Нигде этот индивидуализм не оказался столь неожиданным, как среди иудеев [698], которые развили устойчивое ощущение общественного сознания, такое, какого никогда еще не достигал ни один народ ни в древности, ни в Новое время. Перед Израилем рано встала проблема индивидуализма: она вставала перед ним в течение всей его истории, и иногда очень остро. Особенно это касалось проблемы Божественного провидения, которую ставило перед людьми процветание порочных людей и угнетение праведников, и проблемы эсхатологии, которая пыталась примирить судьбу отдельного благочестивого человека с судьбой мессианского народа – антиномия, которую иудейской теологии так и не удалось окончательно разрешить [699].

§ **Исходные материалы**:
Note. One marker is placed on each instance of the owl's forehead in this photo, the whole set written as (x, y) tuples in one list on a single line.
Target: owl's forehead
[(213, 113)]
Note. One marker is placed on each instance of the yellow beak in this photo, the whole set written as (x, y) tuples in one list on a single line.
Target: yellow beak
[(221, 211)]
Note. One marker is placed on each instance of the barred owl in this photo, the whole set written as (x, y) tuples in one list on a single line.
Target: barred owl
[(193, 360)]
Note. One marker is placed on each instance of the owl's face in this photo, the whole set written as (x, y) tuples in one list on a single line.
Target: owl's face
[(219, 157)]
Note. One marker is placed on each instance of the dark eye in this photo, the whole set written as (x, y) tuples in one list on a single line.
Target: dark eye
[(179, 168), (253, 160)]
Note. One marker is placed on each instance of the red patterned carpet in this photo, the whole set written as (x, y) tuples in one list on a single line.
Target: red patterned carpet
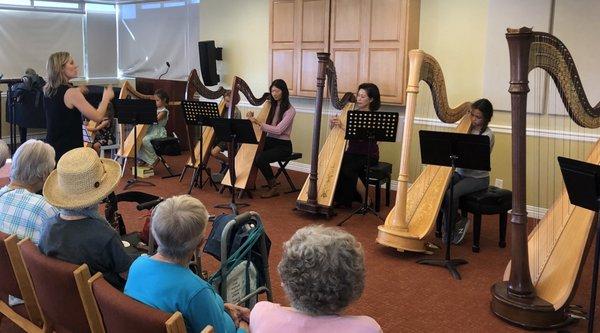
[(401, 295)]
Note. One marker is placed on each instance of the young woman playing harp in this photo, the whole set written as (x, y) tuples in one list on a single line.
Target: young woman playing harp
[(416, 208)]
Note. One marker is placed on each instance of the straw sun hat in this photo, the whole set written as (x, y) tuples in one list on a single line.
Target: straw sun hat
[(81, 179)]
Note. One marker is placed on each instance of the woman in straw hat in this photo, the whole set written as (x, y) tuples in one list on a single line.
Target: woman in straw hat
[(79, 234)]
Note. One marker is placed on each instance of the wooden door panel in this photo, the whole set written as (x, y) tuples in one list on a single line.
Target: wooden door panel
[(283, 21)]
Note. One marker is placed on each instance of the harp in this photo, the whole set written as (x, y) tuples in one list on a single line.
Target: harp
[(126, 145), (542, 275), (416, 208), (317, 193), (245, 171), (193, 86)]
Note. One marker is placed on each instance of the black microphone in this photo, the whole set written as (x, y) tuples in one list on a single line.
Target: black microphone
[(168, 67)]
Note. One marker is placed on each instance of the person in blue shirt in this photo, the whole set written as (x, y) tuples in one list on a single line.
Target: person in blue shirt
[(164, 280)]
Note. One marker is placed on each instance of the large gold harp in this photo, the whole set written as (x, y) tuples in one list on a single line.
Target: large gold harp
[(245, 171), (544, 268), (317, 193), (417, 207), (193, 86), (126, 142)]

==

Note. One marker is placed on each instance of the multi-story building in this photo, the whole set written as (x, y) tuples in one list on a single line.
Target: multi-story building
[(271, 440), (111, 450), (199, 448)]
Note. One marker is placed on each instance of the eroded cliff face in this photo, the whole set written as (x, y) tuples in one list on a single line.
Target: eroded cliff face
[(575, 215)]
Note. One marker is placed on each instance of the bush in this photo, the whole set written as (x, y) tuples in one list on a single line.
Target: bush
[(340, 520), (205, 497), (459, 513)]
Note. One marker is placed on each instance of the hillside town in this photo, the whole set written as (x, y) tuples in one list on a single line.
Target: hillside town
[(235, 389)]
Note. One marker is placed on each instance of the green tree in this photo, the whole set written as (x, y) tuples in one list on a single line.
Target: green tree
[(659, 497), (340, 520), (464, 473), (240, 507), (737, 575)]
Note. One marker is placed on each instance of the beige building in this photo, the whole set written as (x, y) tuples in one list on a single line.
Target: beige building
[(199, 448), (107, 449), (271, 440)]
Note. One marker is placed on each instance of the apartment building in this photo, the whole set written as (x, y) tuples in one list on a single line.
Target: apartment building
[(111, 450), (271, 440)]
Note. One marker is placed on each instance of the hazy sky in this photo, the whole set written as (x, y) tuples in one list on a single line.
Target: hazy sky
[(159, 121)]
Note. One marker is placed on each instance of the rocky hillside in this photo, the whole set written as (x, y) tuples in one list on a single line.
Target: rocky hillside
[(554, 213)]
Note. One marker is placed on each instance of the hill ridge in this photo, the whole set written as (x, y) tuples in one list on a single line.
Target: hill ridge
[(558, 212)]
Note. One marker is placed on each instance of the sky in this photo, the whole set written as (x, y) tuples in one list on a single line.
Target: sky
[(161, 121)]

==

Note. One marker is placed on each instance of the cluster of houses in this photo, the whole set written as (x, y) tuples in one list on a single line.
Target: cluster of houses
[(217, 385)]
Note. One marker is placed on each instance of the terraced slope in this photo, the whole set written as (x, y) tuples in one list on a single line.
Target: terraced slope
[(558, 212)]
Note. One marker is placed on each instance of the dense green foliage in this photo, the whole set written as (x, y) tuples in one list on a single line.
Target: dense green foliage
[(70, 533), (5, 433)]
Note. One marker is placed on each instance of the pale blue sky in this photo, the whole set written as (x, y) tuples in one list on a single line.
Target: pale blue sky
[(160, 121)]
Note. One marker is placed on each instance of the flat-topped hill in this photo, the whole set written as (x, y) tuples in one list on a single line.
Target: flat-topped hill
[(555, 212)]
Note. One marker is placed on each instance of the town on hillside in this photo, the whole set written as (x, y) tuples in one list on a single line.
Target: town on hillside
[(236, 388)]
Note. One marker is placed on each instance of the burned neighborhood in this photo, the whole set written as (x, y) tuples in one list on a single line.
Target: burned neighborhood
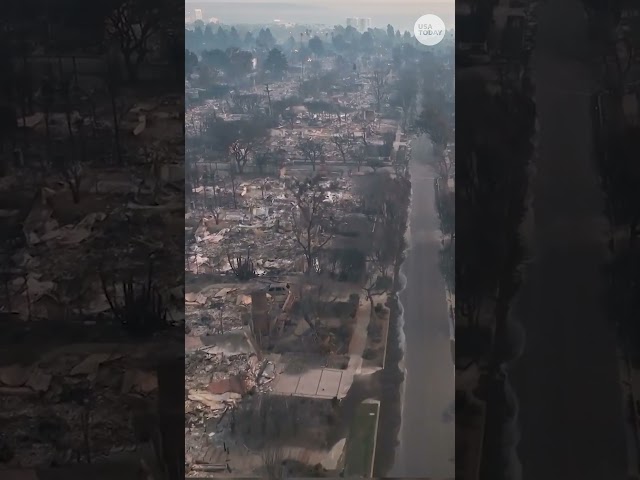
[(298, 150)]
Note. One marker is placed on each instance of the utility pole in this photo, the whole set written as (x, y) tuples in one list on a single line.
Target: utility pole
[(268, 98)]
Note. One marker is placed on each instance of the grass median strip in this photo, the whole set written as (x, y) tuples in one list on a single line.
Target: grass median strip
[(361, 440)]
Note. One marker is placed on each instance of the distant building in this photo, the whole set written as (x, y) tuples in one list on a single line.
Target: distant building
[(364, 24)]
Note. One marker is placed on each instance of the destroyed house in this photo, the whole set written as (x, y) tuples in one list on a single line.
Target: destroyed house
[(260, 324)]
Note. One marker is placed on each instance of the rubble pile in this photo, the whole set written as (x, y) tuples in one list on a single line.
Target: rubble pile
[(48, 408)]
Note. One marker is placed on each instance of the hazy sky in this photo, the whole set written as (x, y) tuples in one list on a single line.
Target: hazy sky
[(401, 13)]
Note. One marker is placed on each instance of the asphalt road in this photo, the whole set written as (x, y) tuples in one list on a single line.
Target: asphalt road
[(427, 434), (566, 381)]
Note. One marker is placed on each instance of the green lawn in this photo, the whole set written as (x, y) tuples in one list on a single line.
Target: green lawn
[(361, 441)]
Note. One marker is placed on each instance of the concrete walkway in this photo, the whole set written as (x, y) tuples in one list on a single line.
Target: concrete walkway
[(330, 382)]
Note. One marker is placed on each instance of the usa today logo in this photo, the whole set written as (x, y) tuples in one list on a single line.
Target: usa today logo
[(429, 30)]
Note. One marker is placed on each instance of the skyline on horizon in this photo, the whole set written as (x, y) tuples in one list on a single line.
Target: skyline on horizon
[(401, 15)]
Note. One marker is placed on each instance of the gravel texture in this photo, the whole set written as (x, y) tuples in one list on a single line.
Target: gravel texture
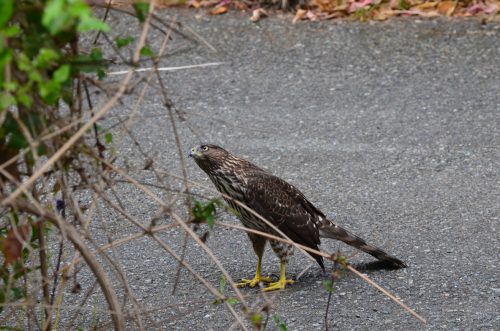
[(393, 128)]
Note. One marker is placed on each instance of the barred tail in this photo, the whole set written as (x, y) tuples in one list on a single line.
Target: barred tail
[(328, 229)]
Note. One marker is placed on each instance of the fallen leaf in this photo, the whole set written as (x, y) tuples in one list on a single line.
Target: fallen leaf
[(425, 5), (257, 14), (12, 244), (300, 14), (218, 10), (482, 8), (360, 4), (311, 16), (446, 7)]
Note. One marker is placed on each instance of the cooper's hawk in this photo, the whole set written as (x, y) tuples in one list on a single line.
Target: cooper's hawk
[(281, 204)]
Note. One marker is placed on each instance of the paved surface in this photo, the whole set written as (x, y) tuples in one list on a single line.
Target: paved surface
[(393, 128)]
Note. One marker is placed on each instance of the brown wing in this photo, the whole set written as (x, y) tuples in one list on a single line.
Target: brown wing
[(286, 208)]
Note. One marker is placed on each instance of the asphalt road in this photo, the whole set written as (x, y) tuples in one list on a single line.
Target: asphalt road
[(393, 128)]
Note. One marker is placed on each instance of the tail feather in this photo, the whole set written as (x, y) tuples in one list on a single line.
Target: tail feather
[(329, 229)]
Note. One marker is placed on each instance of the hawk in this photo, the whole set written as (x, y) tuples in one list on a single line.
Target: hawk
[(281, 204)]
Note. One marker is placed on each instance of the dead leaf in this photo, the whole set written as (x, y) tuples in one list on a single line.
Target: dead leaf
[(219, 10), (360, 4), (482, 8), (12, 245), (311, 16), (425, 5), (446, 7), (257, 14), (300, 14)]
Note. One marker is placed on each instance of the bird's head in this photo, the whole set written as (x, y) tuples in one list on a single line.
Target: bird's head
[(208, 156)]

§ **Задание**: Верните текст об индивидуализме среди иудеев целиком, не изменив в нем ни единого знака. Работайте только с текстом.

§ **Полный ответ**:
Нигде этот индивидуализм не оказался столь неожиданным, как среди иудеев [698], которые развили устойчивое ощущение общественного сознания, такое, какого никогда еще не достигал ни один народ ни в древности, ни в Новое время. Перед Израилем рано встала проблема индивидуализма: она вставала перед ним в течение всей его истории, и иногда очень остро. Особенно это касалось проблемы Божественного провидения, которую ставило перед людьми процветание порочных людей и угнетение праведников, и проблемы эсхатологии, которая пыталась примирить судьбу отдельного благочестивого человека с судьбой мессианского народа – антиномия, которую иудейской теологии так и не удалось окончательно разрешить [699].